- **Recorded data**:
--------------------------------
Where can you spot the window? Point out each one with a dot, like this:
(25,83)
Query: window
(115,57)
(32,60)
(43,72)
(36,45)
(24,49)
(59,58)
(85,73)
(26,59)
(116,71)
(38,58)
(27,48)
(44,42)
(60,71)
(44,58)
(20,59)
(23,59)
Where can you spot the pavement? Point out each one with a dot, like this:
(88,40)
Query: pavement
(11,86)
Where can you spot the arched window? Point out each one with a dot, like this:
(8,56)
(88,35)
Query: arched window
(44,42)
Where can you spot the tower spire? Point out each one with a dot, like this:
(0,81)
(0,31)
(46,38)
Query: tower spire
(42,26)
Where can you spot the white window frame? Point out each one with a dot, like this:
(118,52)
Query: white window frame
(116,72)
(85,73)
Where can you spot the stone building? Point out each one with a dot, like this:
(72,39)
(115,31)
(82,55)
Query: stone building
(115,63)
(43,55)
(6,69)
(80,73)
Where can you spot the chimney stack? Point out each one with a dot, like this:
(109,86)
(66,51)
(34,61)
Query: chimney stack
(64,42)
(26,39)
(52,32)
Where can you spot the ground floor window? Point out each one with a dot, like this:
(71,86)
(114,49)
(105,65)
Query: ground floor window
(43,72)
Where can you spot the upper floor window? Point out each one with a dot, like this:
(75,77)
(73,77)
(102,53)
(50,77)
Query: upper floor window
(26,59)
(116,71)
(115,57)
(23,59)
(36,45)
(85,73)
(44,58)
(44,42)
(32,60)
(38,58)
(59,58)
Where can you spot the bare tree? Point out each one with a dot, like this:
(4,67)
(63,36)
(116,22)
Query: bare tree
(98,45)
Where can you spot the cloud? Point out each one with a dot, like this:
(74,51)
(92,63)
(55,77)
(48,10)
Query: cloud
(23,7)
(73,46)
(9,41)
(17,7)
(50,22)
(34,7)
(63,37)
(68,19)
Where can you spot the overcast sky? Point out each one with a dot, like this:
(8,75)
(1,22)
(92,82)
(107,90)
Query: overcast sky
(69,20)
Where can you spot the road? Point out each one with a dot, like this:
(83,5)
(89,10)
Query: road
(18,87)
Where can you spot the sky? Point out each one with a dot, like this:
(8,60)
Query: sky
--------------------------------
- **What is asked**: Reproduce all of the material above line for line, without changing a single character.

- **Output of the task**:
Where can you spot the window? Point out each one with a dot, like this:
(25,83)
Query: window
(115,57)
(32,60)
(43,72)
(36,45)
(24,49)
(59,58)
(85,73)
(26,59)
(116,71)
(38,58)
(27,48)
(44,42)
(60,71)
(44,58)
(20,59)
(23,59)
Where can you spot the pavement? Point out each one with a dot, like this:
(88,40)
Query: pavement
(11,86)
Where can you spot the arched window? Point out each one with a dot, like this:
(8,56)
(88,35)
Query: arched window
(44,42)
Where can you spot the tower spire? Point out each one with a dot, like this:
(0,81)
(0,31)
(46,38)
Query: tower spire
(42,26)
Where can you spot the white window frame? Point out each one with a dot, like this:
(118,52)
Query: white window frame
(116,72)
(85,73)
Where can you spot the stone building? Point out each one with a dot, like this:
(72,39)
(115,31)
(82,55)
Query: stone building
(115,63)
(43,55)
(6,69)
(80,73)
Where can you spot the chimney stack? Point out each one with a dot, like this:
(109,86)
(66,51)
(34,61)
Query: chimney stack
(64,42)
(26,39)
(52,32)
Where can you spot the ground floor window? Point out each one with a dot, like this:
(71,86)
(114,49)
(105,65)
Query: ground floor window
(43,72)
Where can you spot the upper floor window? Point out each one with a dot, like this:
(75,77)
(73,77)
(102,53)
(50,77)
Query: upper floor window
(26,59)
(116,71)
(115,57)
(23,59)
(36,45)
(85,73)
(44,58)
(44,42)
(32,60)
(38,58)
(59,58)
Where can you spot the bare tree? Point out each one with a dot, like this:
(4,67)
(63,36)
(116,22)
Query: bare tree
(98,45)
Where can you spot the cloud? Point out each one with a dot, like this:
(74,51)
(92,63)
(55,77)
(48,10)
Query: cloud
(23,7)
(73,46)
(9,41)
(17,7)
(50,22)
(34,7)
(63,37)
(68,19)
Where can you spot the overcast sky? Point out each one with a dot, like this:
(8,75)
(1,22)
(92,82)
(107,90)
Query: overcast sky
(69,20)
Where can you spot the road? Point out each one with a dot, like this:
(83,5)
(89,10)
Query: road
(18,87)
Where can you spot the sky? Point out each one with a dot, like this:
(8,60)
Query: sky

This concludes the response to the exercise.